What you return must be an exact copy of the lines in the listing below between the line holding "Target: green tree foliage" and the line holding "Where can the boy in", inclusive, and nothing more.

----------------------------------------

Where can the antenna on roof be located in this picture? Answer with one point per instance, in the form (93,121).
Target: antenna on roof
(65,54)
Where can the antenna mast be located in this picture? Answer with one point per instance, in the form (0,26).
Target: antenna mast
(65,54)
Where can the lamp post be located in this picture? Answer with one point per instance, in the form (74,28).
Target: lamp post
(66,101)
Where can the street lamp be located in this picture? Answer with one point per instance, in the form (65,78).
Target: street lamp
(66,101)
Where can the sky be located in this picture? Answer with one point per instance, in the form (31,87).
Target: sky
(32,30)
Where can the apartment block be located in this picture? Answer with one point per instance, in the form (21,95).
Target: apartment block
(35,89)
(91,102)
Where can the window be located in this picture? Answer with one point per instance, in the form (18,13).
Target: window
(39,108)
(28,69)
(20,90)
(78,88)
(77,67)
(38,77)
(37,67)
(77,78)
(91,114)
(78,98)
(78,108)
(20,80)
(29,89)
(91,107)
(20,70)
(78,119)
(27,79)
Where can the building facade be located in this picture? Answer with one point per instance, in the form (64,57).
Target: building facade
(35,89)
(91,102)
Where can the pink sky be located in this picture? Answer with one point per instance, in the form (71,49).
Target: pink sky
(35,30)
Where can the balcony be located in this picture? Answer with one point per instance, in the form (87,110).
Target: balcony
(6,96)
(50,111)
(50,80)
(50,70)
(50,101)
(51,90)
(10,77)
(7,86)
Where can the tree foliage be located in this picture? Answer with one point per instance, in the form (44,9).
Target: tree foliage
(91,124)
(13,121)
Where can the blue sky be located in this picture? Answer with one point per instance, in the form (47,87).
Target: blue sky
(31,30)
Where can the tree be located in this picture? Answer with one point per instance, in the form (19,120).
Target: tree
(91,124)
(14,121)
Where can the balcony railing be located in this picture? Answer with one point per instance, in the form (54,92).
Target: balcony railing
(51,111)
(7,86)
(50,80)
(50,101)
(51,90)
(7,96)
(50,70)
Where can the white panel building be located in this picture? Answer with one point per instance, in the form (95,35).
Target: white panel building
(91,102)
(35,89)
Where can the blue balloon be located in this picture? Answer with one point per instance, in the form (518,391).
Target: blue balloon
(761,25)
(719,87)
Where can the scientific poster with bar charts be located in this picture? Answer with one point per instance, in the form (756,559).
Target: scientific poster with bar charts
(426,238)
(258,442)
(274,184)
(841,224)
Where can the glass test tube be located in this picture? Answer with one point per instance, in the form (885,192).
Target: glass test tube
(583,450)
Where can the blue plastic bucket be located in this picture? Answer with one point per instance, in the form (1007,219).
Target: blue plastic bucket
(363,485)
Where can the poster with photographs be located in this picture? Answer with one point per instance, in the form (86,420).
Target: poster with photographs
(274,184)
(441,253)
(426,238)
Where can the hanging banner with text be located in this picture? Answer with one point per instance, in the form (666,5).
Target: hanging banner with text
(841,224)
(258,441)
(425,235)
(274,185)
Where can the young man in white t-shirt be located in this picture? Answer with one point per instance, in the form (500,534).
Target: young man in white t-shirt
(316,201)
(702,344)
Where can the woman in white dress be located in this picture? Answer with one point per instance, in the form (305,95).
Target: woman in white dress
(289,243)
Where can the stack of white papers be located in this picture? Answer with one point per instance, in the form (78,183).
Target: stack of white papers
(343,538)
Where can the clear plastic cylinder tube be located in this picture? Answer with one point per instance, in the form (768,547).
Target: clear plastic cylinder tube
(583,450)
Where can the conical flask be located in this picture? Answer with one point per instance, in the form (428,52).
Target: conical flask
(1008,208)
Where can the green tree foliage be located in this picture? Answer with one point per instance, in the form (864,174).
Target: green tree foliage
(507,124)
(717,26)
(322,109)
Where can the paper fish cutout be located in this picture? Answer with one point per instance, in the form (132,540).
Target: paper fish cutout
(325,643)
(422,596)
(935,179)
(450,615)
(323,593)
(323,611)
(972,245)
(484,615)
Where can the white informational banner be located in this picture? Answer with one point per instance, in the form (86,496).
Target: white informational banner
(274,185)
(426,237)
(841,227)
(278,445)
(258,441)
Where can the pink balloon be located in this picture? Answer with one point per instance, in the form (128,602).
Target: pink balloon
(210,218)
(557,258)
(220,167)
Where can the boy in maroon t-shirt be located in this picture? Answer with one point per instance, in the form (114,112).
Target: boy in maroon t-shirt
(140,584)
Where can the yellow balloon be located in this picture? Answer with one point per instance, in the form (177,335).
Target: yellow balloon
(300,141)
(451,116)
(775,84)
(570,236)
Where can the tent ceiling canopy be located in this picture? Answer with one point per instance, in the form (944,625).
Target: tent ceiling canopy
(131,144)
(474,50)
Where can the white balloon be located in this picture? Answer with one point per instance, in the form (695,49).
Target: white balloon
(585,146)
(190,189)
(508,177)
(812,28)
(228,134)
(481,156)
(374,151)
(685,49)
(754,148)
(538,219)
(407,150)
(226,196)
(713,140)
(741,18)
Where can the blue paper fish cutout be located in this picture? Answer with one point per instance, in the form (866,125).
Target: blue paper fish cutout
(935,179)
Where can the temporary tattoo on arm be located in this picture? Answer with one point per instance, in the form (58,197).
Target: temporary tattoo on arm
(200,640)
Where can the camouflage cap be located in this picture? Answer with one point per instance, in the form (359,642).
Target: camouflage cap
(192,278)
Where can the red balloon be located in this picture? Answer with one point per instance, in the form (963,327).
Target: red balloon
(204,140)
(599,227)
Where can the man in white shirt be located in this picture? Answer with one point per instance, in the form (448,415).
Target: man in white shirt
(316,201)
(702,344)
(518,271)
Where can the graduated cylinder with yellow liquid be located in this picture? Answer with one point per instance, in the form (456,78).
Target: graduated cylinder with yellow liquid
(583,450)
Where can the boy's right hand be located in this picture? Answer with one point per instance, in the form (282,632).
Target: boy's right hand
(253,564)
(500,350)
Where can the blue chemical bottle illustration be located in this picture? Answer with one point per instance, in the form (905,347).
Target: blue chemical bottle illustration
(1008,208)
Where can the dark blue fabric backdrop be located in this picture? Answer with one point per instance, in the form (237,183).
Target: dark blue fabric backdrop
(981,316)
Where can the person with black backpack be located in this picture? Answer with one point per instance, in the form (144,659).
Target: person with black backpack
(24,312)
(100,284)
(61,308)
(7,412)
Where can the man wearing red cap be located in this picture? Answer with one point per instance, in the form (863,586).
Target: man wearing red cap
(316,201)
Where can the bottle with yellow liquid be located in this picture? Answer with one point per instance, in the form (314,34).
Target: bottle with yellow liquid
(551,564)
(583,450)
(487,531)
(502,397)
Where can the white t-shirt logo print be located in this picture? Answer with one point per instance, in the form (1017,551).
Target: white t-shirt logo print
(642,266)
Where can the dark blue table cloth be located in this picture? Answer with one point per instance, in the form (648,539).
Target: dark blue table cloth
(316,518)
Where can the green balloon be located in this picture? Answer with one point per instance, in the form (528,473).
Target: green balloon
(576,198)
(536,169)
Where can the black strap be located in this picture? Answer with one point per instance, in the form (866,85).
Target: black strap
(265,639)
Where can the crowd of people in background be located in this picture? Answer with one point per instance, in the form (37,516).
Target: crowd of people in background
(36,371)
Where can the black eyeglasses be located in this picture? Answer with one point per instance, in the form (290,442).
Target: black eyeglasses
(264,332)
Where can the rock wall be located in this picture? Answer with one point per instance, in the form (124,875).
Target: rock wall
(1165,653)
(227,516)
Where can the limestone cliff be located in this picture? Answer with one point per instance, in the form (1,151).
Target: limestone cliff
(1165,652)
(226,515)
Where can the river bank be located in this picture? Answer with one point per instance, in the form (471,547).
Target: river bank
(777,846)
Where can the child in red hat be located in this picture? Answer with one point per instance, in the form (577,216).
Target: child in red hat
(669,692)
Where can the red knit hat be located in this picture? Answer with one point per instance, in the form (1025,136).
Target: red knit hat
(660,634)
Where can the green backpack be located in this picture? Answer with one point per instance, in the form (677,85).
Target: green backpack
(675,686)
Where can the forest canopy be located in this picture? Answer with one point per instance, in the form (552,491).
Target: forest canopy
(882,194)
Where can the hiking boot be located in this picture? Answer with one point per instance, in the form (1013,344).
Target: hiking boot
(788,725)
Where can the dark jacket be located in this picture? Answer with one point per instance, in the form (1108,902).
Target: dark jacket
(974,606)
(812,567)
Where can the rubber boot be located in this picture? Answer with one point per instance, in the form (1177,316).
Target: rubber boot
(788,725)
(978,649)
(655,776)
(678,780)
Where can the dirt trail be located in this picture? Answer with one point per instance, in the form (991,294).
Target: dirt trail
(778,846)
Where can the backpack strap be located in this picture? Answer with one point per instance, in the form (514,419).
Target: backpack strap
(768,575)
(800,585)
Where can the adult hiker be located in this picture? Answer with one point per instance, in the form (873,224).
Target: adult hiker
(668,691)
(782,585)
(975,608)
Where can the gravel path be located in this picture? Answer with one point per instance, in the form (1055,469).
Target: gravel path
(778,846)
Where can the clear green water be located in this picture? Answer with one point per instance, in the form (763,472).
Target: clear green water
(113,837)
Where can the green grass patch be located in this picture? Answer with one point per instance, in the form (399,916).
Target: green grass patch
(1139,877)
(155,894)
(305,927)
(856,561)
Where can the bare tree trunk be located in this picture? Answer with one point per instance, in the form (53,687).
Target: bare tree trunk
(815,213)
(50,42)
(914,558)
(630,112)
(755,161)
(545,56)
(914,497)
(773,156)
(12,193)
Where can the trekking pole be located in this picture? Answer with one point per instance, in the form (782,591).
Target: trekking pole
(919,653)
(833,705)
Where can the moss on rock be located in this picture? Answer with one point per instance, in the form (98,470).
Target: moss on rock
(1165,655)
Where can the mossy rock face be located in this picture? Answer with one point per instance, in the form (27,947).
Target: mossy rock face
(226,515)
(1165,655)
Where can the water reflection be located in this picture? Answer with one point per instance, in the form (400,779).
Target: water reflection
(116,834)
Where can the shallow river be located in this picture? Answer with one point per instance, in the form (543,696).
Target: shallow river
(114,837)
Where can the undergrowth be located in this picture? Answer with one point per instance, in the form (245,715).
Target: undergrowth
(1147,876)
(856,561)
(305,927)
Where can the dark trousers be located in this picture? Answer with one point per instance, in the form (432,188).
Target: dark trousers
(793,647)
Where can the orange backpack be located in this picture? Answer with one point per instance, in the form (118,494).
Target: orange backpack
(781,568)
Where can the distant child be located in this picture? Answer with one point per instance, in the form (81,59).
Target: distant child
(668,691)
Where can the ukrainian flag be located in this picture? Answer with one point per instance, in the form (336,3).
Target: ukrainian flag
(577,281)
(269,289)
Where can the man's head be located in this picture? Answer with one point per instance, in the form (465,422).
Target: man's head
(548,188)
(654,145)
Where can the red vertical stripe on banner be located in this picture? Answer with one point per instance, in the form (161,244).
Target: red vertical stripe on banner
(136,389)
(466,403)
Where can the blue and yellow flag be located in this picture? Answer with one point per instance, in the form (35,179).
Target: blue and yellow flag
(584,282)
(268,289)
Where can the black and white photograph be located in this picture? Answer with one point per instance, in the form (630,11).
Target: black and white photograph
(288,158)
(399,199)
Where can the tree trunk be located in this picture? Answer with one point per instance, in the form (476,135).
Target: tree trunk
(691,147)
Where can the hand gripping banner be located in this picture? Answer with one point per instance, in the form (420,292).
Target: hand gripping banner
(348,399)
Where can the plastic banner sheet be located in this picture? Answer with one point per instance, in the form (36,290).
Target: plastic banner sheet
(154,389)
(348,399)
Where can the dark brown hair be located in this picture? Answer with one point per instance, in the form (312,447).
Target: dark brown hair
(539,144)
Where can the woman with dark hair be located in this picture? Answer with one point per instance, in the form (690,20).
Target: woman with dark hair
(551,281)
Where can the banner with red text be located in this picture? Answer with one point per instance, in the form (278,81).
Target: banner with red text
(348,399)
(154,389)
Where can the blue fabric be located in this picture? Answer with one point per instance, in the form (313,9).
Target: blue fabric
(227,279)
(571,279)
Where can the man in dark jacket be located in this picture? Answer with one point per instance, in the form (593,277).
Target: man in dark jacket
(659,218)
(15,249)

----------------------------------------

■ Reply to the exercise:
Target: green tree foliage
(507,124)
(717,26)
(322,109)
Where can the paper fish cutout be located in this picture? Answer with one point per instance, in the form (132,540).
Target: paper fish cutout
(325,643)
(422,596)
(935,179)
(450,615)
(323,593)
(323,611)
(972,245)
(484,615)
Where can the white informational banner be located in this picture? Answer with one point per instance, in the form (86,496).
Target: white informational banner
(274,185)
(426,237)
(841,227)
(278,445)
(258,441)
Where can the pink balloon be located in this picture? Answer with one point per instance, in the form (128,602).
Target: pink balloon
(210,218)
(557,258)
(220,167)
Where can the boy in maroon t-shirt be located in this picture? Answer with one point per instance, in the form (114,112).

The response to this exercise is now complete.